◆ Provided material
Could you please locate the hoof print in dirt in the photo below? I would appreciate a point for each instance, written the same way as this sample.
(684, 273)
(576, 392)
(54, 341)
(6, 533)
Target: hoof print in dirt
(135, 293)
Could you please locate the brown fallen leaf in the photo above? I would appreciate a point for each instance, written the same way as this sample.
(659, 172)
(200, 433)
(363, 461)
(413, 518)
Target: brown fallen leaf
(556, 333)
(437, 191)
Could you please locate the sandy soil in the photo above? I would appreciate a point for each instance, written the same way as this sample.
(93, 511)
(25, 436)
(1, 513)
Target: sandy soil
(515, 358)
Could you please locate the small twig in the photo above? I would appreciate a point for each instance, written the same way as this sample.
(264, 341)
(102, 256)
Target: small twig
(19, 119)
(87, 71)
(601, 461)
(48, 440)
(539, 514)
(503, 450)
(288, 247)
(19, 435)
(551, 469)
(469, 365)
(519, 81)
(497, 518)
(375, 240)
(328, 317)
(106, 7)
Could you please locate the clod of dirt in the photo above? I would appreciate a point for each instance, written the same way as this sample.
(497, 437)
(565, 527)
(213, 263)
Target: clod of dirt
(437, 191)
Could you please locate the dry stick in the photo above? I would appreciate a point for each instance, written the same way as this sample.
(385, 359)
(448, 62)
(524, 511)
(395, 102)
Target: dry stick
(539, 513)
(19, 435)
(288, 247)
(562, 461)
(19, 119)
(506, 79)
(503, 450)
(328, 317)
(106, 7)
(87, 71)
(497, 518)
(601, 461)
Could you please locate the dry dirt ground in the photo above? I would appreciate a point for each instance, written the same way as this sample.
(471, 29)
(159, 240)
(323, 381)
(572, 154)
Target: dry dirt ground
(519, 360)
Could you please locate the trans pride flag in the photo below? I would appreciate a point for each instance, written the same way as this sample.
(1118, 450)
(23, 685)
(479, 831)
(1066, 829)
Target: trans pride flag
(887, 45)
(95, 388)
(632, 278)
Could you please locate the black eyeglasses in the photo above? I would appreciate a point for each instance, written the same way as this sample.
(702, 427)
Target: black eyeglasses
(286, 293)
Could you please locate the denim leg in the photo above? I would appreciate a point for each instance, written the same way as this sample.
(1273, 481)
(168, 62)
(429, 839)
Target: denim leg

◆ Directive
Reproduce the material above from the line containing "Could you please locate the small" through the end of the material, requests included. Scale every answer coordinate by 1.5 and round to whole numbers with halves going up, but leave the request lines and their sample points unchanged.

◆ Full output
Could you please locate the small twig in the photo above? I would appreciate a point for each instance, written the same way as this sample.
(264, 341)
(102, 256)
Target: small twig
(29, 179)
(131, 107)
(902, 692)
(72, 660)
(809, 771)
(755, 675)
(432, 371)
(29, 653)
(827, 704)
(704, 548)
(779, 122)
(746, 777)
(563, 360)
(492, 476)
(159, 11)
Could you please locate the clod of dirt in the photo above? I would appreciate a point for each instance, written the same way as this sample.
(497, 437)
(565, 527)
(213, 263)
Target: clod of dirt
(656, 287)
Could you please locate the dry stick in the photo above? I would appreciate a point for each instance, written the same way as this sample.
(385, 359)
(448, 62)
(524, 511)
(395, 102)
Target: dry stick
(809, 770)
(29, 653)
(432, 371)
(843, 692)
(29, 179)
(759, 119)
(755, 675)
(492, 476)
(159, 11)
(131, 107)
(746, 777)
(902, 692)
Could you please locate the dry dirt ground in the photo above? I would appreciate a point for each instance, written the same way as this sample.
(471, 29)
(159, 240)
(323, 381)
(572, 154)
Target: dry dirt ground
(779, 540)
Could you please locate the trans pride flag in the photo below? I would appreciate a point for each instance, written the same way as this sample.
(1118, 450)
(23, 685)
(479, 831)
(1066, 829)
Target: trans pride flag
(1331, 68)
(143, 582)
(948, 417)
Could you please locate the black eyeglasses in the photo above? I would appreciate a point for each instance, written the same way as this sample.
(702, 427)
Target: black eyeglasses
(429, 440)
Could you please locate the denim leg in the photo above? I would appreciate a point for each instance, written the same way as this sample.
(1273, 481)
(168, 62)
(429, 839)
Target: denim leg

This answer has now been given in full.